### Tasks to carry out
1. According to the text, what do most of the writer's friends in the non-profit industry use?
2. Reproduce the text between "I've seen code" and "anybody can do it.", inclusive, substituting "messy code" for "spaghetti code".

### Text
+++

I've seen code for some commercial products in fox that would curl the hair on your chest. At one client, they had fp22.5 code in a vfp 7.0 app and had never bothered to rewrite it. When you initiated that module, you got the old time horrible looking screens. You probably coudn't do that in any other product today.


>>>Absolute hogwash! He already said he has no knowledge of VB, but it doesn't stop him from talking about it. He works for a non-profit, so he thinks he is able to qualify VFP as a development tool for non-profits too. I have friends in the non-profit industry. Most use Access.
>>
>>Doesn't stop Walter, et.al. either. Most mom and pop's use VFP stuff:
>>1. Because most VFP programmer's work cheap
>>2. Because it doesn't matter how much spaghetti code is written
>>3. Because anybody can do it.
>
>Let's focus a bit on 3 - start up companies need fast dev cycle. Why is so much written by startups in Python (Google, YouTube) or other (PHP) scripting language ? The garage sitting teenager/twen probably won't use vfp (he has never heard of it, but it might fit his task) but either python, javascript, php, ruby or a similar tool with similar benefits and even more/identical negative side effects. Probably NOT java or C#, and almost certainly not with UML and Rational Rose. Code reviews ? Not in that scenario.
>>
>>If your code is put to rigorous coding standards and review, most VFP code wouldn't hold up, with the exception of a number of good 3rd party tools. I have had to fix a few VFP code nightmares created by some BIG consulting firms who specialize in VFP.

+++

### Dataset content
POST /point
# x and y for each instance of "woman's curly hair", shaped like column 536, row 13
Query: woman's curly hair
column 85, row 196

+++

### Solutions to the tasks
1. Access

2.
I've seen code for some commercial products in fox that would curl the hair on your chest. At one client, they had fp22.5 code in a vfp 7.0 app and had never bothered to rewrite it. When you initiated that module, you got the old time horrible looking screens. You probably coudn't do that in any other product today.


>>>Absolute hogwash! He already said he has no knowledge of VB, but it doesn't stop him from talking about it. He works for a non-profit, so he thinks he is able to qualify VFP as a development tool for non-profits too. I have friends in the non-profit industry. Most use Access.
>>
>>Doesn't stop Walter, et.al. either. Most mom and pop's use VFP stuff:
>>1. Because most VFP programmer's work cheap
>>2. Because it doesn't matter how much messy code is written
>>3. Because anybody can do it.